Setelah berjalan jauh dari Magome ke Tsumago, kami melanjutkan perjalanan menuju Takayama. Rencananya kami akan naik kereta lokal dari Nakatsugawa station, yang memakan waktu sekitar 3 jam. Menurut perkiraan, kami akan tiba di Takayama sekitar pukul 10 malam. Tapi realita berkata lain; saat itu ternyata kami ketinggalan kereta! Padahal, kami sudah ada di stasiun dan menunggu di peron yang benar. Namun ternyata, kereta ada di peron seberang. Padahal saya dan Junda sempat bercanda kenapa kereta di peron seberang itu tidak jalan-jalan. Setelah menerima kenyataan yang pahit dengan lapang dada, mau gak mau kami harus naik kereta berikutnya. Akibatnya, hampir tengah malam kami baru sampai di Takayama.
Snowy Takayama
Saat kami tiba, stasiun sudah sepi. Apesnya lagi, stasiun di Takayama tidak menerima pembayaran dengan IC Card seperti Pasmo / Suica. Jadi lah kami harus membayar dengan uang cash, yang jumlahnya cukup banyak. Setelah selesai urusan pembayaran tiket, kami keluar stasiun dan berjalan menuju hostel yang letaknya tidak terlalu jauh. Angin dingin yang menusuk hingga ke tulang menyambut kami. Rasa-rasanya ini adalah suhu terdingin yang kami rasakan selama di Jepang.

◇ ◇ ◇ ◇ ◇

**Soal Latihan A:**
Menurut kutipan, dari stasiun mana kereta lokal menuju Takayama rencananya akan dinaiki?

Data identifikasi posisi
◇ ◇ ◇ ◇ ◇

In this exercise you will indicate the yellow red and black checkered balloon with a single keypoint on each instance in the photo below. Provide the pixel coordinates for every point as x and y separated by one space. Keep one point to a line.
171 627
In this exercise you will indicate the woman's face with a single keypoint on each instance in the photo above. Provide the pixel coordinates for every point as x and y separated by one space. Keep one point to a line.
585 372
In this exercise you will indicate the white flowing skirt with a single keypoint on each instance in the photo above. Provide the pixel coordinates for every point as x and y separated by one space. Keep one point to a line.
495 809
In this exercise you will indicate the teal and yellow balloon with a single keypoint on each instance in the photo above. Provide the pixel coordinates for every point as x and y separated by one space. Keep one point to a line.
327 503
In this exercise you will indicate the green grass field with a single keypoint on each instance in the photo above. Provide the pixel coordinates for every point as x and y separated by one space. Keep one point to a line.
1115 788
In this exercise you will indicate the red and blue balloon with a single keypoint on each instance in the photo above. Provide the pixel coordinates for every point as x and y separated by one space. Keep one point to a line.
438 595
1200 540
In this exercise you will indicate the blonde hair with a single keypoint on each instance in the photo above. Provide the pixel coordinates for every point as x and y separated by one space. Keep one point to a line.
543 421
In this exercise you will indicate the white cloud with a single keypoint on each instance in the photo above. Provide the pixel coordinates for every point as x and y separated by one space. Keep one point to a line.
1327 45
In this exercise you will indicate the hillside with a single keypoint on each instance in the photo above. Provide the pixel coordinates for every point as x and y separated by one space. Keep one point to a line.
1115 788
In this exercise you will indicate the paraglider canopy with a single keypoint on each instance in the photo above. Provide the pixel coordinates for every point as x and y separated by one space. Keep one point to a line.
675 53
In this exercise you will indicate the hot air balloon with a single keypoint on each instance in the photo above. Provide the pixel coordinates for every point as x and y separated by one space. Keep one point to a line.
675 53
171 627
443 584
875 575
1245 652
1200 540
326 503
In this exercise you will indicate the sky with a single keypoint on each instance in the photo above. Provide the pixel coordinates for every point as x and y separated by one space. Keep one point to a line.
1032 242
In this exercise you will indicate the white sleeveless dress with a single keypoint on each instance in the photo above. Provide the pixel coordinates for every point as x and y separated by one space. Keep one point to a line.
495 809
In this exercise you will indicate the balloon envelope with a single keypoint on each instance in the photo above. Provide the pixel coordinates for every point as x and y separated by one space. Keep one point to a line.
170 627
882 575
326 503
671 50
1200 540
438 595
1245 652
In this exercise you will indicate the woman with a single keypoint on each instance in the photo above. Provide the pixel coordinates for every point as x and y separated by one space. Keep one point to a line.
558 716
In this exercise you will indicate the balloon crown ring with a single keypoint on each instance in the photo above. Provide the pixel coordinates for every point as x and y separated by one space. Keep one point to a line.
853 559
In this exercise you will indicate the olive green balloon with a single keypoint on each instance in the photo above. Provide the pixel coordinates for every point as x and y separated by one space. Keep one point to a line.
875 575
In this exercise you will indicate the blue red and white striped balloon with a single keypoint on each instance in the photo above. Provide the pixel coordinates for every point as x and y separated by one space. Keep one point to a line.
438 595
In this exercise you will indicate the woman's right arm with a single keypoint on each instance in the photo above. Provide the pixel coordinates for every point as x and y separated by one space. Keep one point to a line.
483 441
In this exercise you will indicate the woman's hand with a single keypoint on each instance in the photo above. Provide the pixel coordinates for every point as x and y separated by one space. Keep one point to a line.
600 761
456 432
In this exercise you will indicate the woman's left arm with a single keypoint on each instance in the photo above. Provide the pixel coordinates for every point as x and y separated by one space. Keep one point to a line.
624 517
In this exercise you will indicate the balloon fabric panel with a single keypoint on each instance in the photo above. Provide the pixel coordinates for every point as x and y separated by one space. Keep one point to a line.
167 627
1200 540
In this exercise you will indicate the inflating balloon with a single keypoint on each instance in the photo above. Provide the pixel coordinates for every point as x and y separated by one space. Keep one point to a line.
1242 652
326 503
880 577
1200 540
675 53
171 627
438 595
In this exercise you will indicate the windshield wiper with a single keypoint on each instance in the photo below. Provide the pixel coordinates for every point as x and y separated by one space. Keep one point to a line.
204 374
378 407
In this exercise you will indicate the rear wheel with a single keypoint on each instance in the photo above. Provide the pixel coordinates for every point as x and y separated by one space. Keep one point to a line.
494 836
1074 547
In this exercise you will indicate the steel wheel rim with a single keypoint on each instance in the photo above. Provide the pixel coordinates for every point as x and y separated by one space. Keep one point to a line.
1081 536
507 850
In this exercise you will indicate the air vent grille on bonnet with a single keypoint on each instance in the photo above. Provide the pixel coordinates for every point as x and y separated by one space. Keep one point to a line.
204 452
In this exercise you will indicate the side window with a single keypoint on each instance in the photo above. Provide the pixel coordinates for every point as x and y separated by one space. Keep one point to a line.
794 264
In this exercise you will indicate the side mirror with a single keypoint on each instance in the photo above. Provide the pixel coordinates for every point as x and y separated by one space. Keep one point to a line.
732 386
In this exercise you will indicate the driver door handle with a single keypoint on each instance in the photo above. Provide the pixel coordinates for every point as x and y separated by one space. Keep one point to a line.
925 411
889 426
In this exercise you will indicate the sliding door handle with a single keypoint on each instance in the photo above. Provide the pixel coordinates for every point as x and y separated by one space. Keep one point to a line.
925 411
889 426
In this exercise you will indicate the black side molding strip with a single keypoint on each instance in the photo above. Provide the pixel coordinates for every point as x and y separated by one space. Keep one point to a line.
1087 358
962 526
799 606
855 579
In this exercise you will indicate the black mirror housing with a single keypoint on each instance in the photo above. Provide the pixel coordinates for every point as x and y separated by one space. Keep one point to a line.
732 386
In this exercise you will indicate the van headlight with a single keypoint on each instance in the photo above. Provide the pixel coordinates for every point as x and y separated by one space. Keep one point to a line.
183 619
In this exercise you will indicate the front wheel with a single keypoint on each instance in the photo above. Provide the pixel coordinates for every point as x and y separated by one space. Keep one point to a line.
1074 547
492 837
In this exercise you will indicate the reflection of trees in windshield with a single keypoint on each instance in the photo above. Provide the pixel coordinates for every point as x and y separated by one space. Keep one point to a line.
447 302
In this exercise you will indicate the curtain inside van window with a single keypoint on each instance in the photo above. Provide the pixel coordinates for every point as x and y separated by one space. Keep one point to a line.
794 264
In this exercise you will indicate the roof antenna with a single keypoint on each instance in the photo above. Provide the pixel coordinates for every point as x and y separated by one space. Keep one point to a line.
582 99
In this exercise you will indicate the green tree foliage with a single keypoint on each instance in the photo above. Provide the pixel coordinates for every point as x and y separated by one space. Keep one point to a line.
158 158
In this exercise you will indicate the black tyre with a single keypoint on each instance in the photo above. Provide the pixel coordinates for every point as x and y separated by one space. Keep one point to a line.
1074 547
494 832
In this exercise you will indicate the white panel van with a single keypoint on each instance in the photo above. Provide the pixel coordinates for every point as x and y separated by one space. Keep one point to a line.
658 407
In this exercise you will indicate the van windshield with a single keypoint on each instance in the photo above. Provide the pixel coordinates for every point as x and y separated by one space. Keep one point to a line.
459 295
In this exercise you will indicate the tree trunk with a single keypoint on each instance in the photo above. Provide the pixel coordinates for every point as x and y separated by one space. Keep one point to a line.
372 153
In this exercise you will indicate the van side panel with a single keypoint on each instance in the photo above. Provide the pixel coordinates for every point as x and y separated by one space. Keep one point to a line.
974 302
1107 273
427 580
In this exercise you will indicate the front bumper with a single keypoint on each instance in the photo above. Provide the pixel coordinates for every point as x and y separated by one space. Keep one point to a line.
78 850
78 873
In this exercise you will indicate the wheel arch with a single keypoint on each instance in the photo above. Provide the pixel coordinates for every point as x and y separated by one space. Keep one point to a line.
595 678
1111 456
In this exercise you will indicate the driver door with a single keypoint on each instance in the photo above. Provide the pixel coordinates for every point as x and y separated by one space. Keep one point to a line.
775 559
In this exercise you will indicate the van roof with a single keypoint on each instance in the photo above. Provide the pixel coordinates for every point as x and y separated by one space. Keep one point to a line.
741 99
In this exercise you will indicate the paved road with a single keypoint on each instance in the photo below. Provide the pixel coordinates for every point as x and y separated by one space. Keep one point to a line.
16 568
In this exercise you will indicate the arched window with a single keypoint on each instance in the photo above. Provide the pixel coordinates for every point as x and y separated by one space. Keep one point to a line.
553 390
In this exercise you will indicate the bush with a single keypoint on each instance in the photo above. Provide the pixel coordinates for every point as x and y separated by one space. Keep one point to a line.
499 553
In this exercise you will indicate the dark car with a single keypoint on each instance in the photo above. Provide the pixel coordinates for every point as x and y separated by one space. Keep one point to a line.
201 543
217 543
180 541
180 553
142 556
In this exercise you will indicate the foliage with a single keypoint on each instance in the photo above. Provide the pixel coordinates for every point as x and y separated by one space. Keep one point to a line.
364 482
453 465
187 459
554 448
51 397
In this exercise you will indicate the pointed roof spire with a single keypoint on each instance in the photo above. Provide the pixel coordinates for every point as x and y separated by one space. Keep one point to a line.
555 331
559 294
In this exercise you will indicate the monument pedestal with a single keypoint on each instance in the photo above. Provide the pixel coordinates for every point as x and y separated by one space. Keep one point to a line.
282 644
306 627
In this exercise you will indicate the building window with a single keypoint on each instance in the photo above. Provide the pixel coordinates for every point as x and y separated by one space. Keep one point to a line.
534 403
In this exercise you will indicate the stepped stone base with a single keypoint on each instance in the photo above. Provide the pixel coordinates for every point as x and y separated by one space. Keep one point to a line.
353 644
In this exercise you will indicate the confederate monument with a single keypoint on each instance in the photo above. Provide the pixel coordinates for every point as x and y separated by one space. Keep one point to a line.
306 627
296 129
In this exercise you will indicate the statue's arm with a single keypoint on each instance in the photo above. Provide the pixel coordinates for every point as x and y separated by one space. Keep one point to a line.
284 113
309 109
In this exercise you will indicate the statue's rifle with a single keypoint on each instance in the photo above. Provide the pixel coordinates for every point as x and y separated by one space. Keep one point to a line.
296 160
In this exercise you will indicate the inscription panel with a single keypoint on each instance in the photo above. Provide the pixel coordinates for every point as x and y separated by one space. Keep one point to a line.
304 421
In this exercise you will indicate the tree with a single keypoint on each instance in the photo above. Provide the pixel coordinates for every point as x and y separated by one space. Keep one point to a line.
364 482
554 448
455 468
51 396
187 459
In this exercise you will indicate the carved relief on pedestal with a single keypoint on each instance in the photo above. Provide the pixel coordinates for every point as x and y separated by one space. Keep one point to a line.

◇ ◇ ◇ ◇ ◇

**Soal Latihan B:**
Ambil setiap baris dalam entri yang mengandung kata "front".

**Jawaban Benar A:**
Dari Nakatsugawa station.

**Jawaban Benar B:**
In this exercise you will indicate the front wheel with a single keypoint on each instance in the photo above. Provide the pixel coordinates for every point as x and y separated by one space. Keep one point to a line.
In this exercise you will indicate the front bumper with a single keypoint on each instance in the photo above. Provide the pixel coordinates for every point as x and y separated by one space. Keep one point to a line.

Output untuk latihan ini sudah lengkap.